Provided information:
start
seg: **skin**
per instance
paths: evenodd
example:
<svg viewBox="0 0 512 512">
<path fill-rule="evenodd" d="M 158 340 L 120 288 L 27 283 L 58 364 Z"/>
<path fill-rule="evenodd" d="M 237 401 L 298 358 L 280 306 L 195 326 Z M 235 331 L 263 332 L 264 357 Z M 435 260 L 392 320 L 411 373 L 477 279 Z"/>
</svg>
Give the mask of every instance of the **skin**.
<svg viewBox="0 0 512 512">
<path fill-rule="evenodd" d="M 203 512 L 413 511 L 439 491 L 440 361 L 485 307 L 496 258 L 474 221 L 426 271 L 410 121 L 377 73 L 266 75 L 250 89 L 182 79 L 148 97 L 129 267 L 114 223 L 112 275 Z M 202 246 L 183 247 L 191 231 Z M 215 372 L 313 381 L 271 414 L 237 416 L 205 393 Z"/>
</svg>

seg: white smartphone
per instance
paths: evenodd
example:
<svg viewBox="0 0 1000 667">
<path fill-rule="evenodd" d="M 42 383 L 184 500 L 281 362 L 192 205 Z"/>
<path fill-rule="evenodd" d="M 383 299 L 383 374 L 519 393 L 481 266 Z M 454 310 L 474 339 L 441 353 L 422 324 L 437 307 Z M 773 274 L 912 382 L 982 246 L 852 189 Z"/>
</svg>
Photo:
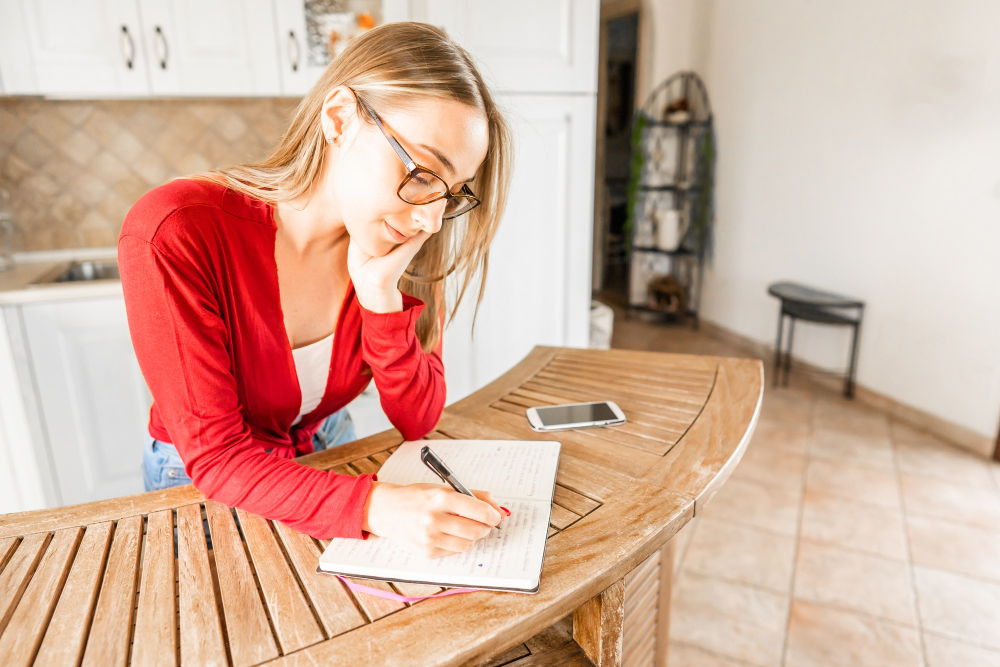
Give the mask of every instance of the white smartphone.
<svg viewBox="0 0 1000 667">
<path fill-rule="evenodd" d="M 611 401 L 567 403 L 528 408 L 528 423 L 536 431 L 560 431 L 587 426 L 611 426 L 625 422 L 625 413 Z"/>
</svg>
end
start
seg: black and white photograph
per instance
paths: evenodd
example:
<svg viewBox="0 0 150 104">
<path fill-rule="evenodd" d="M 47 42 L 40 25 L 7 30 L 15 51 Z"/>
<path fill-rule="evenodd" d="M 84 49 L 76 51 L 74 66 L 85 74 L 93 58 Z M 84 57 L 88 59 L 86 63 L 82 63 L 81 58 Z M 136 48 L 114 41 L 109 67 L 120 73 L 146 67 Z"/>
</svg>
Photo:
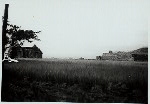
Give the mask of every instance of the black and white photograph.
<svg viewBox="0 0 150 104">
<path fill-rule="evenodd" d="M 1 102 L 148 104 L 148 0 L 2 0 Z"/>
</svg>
end
What to do:
Quote the entries word for word, beginning at the line that contains "seg: **skin**" and stopping after the line that contains "237 401 L 298".

Final answer:
seg: **skin**
per instance
paths: evenodd
example:
<svg viewBox="0 0 512 512">
<path fill-rule="evenodd" d="M 158 340 L 120 288 L 27 283 L 58 364 Z"/>
<path fill-rule="evenodd" d="M 237 401 L 298 358 L 280 306 L 195 326 Z M 235 331 L 263 332 L 264 357 Z M 435 260 L 392 320 L 411 373 L 477 279 Z"/>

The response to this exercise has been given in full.